# Position annotation records
##########

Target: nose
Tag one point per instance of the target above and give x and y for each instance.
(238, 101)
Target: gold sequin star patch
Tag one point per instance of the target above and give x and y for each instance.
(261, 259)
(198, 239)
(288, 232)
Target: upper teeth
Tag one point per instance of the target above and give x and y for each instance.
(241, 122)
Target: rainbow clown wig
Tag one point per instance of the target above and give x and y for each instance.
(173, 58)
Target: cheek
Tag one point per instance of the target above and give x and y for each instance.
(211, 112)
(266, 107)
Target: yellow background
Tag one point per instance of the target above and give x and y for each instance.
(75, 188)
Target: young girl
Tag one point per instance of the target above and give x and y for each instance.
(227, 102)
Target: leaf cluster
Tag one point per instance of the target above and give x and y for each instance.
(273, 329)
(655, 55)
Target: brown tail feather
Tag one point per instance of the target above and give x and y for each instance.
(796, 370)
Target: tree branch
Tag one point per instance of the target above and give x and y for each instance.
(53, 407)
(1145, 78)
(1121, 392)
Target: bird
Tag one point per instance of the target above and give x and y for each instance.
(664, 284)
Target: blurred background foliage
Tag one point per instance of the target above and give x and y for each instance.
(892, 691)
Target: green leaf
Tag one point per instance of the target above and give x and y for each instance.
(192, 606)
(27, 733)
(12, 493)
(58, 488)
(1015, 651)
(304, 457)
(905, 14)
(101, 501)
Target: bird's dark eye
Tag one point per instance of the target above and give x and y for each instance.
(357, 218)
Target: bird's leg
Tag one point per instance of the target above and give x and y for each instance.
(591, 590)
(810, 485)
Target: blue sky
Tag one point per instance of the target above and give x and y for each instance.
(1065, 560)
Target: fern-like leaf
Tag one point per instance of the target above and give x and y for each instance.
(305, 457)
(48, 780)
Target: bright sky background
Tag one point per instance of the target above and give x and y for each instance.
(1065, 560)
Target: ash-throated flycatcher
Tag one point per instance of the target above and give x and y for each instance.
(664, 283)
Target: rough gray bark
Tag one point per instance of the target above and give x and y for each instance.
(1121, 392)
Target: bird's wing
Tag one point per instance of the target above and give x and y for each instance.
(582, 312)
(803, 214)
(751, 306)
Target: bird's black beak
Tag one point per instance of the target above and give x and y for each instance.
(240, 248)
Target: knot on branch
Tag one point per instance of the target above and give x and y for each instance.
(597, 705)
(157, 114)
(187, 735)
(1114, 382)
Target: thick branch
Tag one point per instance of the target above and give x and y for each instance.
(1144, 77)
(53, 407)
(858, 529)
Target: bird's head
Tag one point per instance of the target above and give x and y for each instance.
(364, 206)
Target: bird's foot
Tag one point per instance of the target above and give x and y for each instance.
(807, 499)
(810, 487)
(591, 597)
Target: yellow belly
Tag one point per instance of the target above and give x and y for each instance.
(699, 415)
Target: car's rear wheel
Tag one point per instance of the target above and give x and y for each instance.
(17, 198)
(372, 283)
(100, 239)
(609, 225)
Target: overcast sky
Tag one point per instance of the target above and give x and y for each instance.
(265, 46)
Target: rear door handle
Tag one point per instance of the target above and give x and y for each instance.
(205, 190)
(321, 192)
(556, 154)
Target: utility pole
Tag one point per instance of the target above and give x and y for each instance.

##########

# JOB
Write out exactly the lines starting with the one that holds "Target: yellow belly" and running through the last line above.

# EXERCISE OUTPUT
Target: yellow belly
Tag one point per instance of the target above and give x and y for each instance.
(699, 415)
Target: car's rear wheel
Tag one point per instance of the target above and give x and y for each instance.
(17, 198)
(372, 283)
(100, 239)
(609, 225)
Target: overcast sky
Tag one point per instance of the target above and give x and y for each instance.
(265, 46)
Target: rear door handle
Tag one point per instance of the target above and give x and y for each instance.
(205, 190)
(321, 192)
(556, 154)
Target: utility pole
Tag one point per instance of the target above and give x and y for each instance.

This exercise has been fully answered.